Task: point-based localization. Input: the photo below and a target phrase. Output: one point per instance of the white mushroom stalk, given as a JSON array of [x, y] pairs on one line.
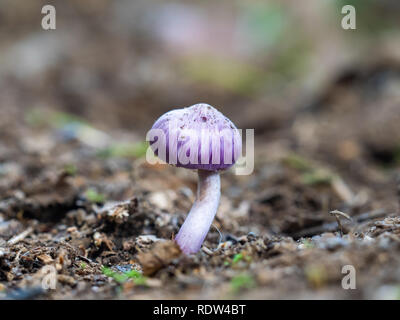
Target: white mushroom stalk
[[198, 222]]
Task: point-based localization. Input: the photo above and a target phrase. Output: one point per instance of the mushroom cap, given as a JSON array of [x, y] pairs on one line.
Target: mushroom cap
[[197, 137]]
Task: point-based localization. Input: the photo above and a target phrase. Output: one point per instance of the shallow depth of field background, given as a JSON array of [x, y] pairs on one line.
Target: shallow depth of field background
[[324, 103]]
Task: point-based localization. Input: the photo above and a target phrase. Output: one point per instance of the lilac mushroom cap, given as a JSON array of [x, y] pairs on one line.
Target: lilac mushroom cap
[[198, 137]]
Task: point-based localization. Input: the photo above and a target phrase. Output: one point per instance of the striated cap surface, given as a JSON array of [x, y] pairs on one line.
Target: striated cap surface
[[196, 137]]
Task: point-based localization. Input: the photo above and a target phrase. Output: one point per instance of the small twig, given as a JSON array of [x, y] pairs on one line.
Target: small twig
[[333, 226], [19, 237], [338, 213]]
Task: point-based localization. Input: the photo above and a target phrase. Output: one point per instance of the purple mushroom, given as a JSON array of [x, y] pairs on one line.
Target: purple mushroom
[[198, 137]]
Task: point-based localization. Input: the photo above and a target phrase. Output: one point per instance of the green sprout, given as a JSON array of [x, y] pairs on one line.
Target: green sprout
[[70, 169], [125, 150], [121, 278], [242, 281]]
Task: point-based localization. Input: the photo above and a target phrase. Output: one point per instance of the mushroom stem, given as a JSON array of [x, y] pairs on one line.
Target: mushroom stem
[[195, 228]]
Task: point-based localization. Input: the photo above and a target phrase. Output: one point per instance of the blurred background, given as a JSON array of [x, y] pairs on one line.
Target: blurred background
[[324, 103]]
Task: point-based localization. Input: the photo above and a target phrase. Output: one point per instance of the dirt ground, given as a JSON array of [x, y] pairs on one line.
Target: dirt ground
[[80, 204]]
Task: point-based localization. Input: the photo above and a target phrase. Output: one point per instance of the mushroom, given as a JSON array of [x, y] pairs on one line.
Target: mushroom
[[198, 137]]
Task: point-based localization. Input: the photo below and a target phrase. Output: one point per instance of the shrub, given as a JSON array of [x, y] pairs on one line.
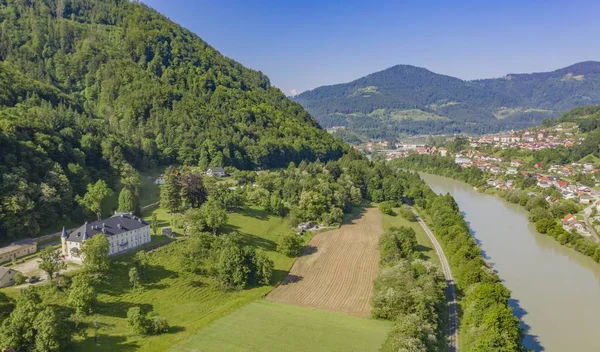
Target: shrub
[[406, 212], [157, 325], [386, 208], [19, 278], [137, 321], [290, 244]]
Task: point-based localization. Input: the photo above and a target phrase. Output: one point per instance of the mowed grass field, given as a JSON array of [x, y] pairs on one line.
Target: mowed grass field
[[264, 326], [425, 246], [189, 302]]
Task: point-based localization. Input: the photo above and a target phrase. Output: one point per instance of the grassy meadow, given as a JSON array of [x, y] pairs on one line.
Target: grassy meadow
[[271, 327], [425, 246], [188, 301]]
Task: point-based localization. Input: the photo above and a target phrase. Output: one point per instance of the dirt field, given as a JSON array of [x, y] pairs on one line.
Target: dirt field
[[337, 270]]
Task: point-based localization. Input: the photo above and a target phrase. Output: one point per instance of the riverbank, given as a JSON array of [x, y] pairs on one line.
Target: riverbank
[[549, 282], [546, 217]]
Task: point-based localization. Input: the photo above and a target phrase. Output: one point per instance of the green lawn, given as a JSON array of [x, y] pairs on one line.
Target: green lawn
[[267, 326], [425, 245], [188, 301]]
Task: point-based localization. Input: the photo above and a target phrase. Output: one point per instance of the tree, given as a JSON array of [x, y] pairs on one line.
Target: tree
[[263, 268], [82, 295], [170, 192], [134, 278], [290, 244], [396, 244], [96, 193], [355, 196], [193, 190], [127, 201], [18, 330], [157, 325], [232, 269], [312, 205], [137, 320], [154, 224], [31, 326], [213, 215], [19, 278], [386, 208], [51, 262], [95, 254], [407, 213], [141, 260]]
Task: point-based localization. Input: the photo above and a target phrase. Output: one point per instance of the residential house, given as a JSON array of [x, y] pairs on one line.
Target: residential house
[[18, 249], [160, 180], [216, 172], [496, 170], [124, 232], [585, 198], [7, 276], [544, 182]]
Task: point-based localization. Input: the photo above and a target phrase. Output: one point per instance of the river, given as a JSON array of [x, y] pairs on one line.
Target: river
[[555, 290]]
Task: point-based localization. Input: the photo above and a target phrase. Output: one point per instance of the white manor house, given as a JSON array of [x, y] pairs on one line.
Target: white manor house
[[124, 232]]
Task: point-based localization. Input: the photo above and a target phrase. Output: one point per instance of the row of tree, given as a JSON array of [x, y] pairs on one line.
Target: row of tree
[[88, 89], [410, 292], [546, 216]]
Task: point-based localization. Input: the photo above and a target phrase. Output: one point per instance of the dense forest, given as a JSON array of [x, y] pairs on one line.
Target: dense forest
[[90, 90], [411, 100]]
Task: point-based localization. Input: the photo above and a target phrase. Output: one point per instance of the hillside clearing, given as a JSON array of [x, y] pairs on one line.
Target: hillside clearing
[[189, 302], [337, 270], [267, 326], [425, 246]]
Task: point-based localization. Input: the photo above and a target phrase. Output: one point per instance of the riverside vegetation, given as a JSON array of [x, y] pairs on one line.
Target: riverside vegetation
[[92, 93]]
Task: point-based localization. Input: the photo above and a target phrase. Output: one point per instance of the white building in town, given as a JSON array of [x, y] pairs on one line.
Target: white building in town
[[123, 231]]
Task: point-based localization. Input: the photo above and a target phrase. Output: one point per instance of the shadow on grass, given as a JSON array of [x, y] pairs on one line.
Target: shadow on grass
[[119, 309], [175, 329], [254, 213], [278, 276], [258, 242], [198, 284], [118, 283], [355, 213], [108, 343], [291, 279], [308, 250]]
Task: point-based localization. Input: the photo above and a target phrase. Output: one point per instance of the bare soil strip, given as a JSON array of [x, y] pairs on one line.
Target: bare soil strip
[[337, 269]]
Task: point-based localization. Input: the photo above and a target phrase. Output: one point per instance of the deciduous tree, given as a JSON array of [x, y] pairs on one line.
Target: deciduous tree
[[50, 261]]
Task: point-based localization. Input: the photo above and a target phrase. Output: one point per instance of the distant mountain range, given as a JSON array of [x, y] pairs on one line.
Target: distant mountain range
[[411, 100]]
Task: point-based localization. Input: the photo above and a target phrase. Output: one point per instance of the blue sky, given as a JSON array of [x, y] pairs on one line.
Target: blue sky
[[301, 45]]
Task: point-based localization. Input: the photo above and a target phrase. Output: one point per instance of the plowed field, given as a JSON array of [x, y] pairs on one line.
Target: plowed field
[[337, 269]]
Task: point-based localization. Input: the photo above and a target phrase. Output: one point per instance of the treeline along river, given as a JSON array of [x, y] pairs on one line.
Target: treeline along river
[[555, 290]]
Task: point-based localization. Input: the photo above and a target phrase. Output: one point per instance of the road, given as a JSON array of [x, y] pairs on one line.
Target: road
[[586, 213], [450, 291]]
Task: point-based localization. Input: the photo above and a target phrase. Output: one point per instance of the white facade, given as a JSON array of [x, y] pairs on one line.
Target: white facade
[[117, 243]]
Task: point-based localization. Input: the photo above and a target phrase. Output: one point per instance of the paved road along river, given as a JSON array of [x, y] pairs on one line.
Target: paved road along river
[[555, 290]]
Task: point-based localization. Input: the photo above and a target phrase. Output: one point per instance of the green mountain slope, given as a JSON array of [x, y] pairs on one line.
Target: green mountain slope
[[89, 88], [432, 103]]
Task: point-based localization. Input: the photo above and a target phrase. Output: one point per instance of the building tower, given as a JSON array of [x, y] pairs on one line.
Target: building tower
[[63, 241]]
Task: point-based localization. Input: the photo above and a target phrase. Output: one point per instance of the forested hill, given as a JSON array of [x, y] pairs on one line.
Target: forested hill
[[408, 99], [90, 88]]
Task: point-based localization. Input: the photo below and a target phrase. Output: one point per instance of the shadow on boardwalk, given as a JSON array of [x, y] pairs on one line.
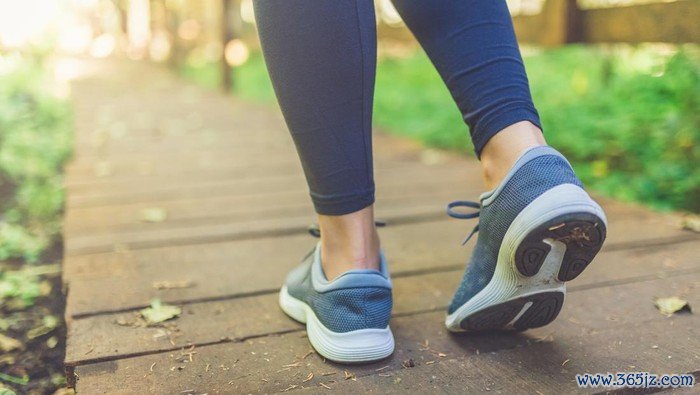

__________________________________________________

In the records above, copy out everything from the line that contains "green lawn, given" down to the line that contains "[[267, 326], [425, 245], [188, 301]]", both lines included, with no changes.

[Answer to this task]:
Task: point-based localization. Input: the photo above and a target phrase. Output: one point per instance of the green lawn, given as a JSON array of [x, y] pairs on one line.
Target: green lawn
[[267, 326], [425, 245], [188, 301]]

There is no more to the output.